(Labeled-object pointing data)
· · · · · · ·

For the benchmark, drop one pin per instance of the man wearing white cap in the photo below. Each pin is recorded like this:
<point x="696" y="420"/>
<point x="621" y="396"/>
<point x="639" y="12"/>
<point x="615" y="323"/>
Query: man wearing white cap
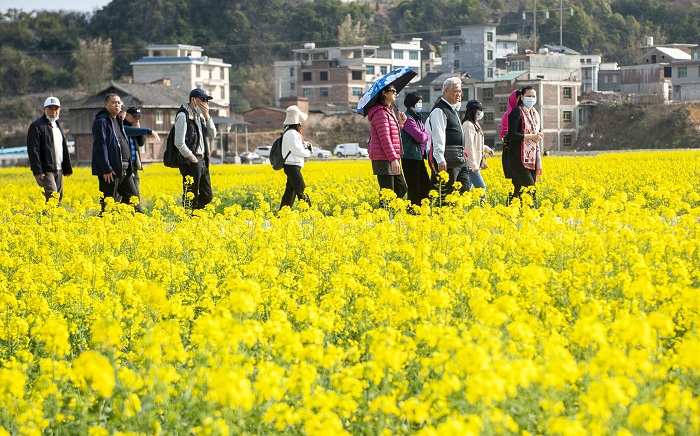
<point x="48" y="150"/>
<point x="295" y="150"/>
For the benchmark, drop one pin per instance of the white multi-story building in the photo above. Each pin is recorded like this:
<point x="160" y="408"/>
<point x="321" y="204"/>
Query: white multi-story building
<point x="336" y="77"/>
<point x="185" y="67"/>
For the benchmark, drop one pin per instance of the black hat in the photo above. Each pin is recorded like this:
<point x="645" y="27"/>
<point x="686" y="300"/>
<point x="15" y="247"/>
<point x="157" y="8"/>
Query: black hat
<point x="134" y="112"/>
<point x="200" y="93"/>
<point x="476" y="104"/>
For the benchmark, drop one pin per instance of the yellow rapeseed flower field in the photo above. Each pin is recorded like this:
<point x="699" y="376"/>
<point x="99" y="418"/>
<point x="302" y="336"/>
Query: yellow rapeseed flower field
<point x="579" y="317"/>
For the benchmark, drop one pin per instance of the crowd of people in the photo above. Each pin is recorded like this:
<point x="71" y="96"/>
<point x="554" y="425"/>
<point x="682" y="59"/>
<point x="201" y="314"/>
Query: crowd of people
<point x="450" y="144"/>
<point x="399" y="147"/>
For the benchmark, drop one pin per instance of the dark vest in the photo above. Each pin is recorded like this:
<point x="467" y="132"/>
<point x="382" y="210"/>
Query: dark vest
<point x="454" y="135"/>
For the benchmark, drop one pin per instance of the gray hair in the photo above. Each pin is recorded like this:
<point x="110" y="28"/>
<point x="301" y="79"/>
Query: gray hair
<point x="449" y="83"/>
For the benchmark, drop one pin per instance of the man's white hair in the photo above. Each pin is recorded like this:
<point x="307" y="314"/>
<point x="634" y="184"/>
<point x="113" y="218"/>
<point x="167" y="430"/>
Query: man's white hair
<point x="449" y="83"/>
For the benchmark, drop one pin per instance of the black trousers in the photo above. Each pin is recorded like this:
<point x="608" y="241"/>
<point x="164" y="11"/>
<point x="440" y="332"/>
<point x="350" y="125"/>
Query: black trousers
<point x="200" y="187"/>
<point x="457" y="174"/>
<point x="417" y="179"/>
<point x="121" y="189"/>
<point x="394" y="182"/>
<point x="295" y="186"/>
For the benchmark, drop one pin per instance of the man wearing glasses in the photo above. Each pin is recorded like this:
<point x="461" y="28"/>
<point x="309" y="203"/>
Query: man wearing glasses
<point x="447" y="151"/>
<point x="194" y="129"/>
<point x="111" y="155"/>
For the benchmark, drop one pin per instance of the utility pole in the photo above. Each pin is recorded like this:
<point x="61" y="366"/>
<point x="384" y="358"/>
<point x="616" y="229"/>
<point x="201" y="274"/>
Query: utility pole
<point x="561" y="41"/>
<point x="534" y="23"/>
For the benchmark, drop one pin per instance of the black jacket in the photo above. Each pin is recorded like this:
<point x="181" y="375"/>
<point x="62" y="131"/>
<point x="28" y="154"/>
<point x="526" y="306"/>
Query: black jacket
<point x="41" y="151"/>
<point x="106" y="154"/>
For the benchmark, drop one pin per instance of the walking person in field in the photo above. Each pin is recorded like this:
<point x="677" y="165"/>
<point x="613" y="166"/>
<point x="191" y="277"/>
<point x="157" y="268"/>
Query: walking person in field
<point x="474" y="148"/>
<point x="414" y="138"/>
<point x="524" y="143"/>
<point x="194" y="130"/>
<point x="385" y="141"/>
<point x="111" y="156"/>
<point x="295" y="150"/>
<point x="48" y="150"/>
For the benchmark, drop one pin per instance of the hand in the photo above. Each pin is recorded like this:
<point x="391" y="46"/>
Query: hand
<point x="402" y="118"/>
<point x="204" y="106"/>
<point x="395" y="167"/>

· · · · · · ·

◆ **Exercise details**
Copy all of the data above with every "benchmark" swapped for "evaluation" and nothing else altered, leaving the pictures out.

◆ **Answer to the problem**
For the evaluation, drop one pin per instance of the man wearing white cap in the photo below. Each pin is recorded like this:
<point x="696" y="420"/>
<point x="621" y="396"/>
<point x="639" y="12"/>
<point x="615" y="323"/>
Query: man wearing white cap
<point x="48" y="150"/>
<point x="295" y="150"/>
For the evaluation, drop one pin per instance of the white multi-story building in the photo above. Each pin is recorded like this:
<point x="160" y="408"/>
<point x="321" y="204"/>
Query: white multi-story building
<point x="336" y="77"/>
<point x="185" y="67"/>
For the evaluation, drop one pin per instance of the black hat in the photo above. Each pin is recorded like this:
<point x="645" y="27"/>
<point x="686" y="300"/>
<point x="15" y="247"/>
<point x="157" y="8"/>
Query: black hat
<point x="134" y="112"/>
<point x="200" y="93"/>
<point x="476" y="104"/>
For the evaluation, drop one pin per instance of the yellow rapeseed flower field in the photo above. Each pin is recorded like this:
<point x="699" y="376"/>
<point x="99" y="418"/>
<point x="302" y="336"/>
Query: yellow rapeseed flower field
<point x="579" y="317"/>
For the evaluation, drop one pin per instance of the crowd of people in the photo above. Each pin is recorded like this:
<point x="71" y="96"/>
<point x="554" y="425"/>
<point x="682" y="59"/>
<point x="201" y="314"/>
Query: crowd of people
<point x="450" y="144"/>
<point x="399" y="147"/>
For the evaluation, drop one pin per instance of the dark vest in the photo above. Each pin is recorded like this:
<point x="467" y="132"/>
<point x="382" y="210"/>
Query: dark vest
<point x="454" y="135"/>
For the evaluation, drop one pin per instance of the gray hair in the photo above. Each pin is recorded like this:
<point x="110" y="28"/>
<point x="301" y="79"/>
Query: gray hair
<point x="449" y="83"/>
For the evaluation, drop one pin per instance of the man's white hair in the photo above. Each pin is recorded like this:
<point x="307" y="314"/>
<point x="634" y="184"/>
<point x="113" y="218"/>
<point x="167" y="430"/>
Query: man's white hair
<point x="449" y="83"/>
For the evaluation, drop one pin per instance of the black trousers in the photo above. Each pin is recorded like this:
<point x="608" y="241"/>
<point x="164" y="11"/>
<point x="440" y="332"/>
<point x="350" y="125"/>
Query: black trousers
<point x="200" y="187"/>
<point x="457" y="174"/>
<point x="417" y="179"/>
<point x="121" y="189"/>
<point x="394" y="182"/>
<point x="295" y="186"/>
For the evaluation, drop one pin per instance of the man wearing glasses in the photo above. Each pin is recorded like this:
<point x="461" y="28"/>
<point x="309" y="203"/>
Query: man wearing glasses
<point x="447" y="151"/>
<point x="194" y="129"/>
<point x="111" y="155"/>
For the evaluation, drop one pin per instance of the utility pole in the photo above. Each pin is recorded like this:
<point x="61" y="366"/>
<point x="384" y="358"/>
<point x="616" y="229"/>
<point x="201" y="274"/>
Query: utility pole
<point x="561" y="41"/>
<point x="534" y="23"/>
For the evaluation, drop one pin per instance of the black jacket in the photo above. Each pin is recorded like this:
<point x="181" y="375"/>
<point x="62" y="131"/>
<point x="28" y="154"/>
<point x="526" y="306"/>
Query: black jacket
<point x="41" y="151"/>
<point x="106" y="154"/>
For the evaluation, drop one pin per instance of the walking person in field in the photo above. Each pin is recorded like this:
<point x="677" y="165"/>
<point x="613" y="166"/>
<point x="191" y="277"/>
<point x="157" y="268"/>
Query: walking person in field
<point x="474" y="148"/>
<point x="414" y="138"/>
<point x="524" y="143"/>
<point x="194" y="130"/>
<point x="385" y="141"/>
<point x="111" y="156"/>
<point x="295" y="150"/>
<point x="48" y="150"/>
For the evaluation, drop one pin per instance of the hand in the photo above. Each pin is recorded like this:
<point x="391" y="46"/>
Query: hand
<point x="402" y="118"/>
<point x="204" y="106"/>
<point x="395" y="167"/>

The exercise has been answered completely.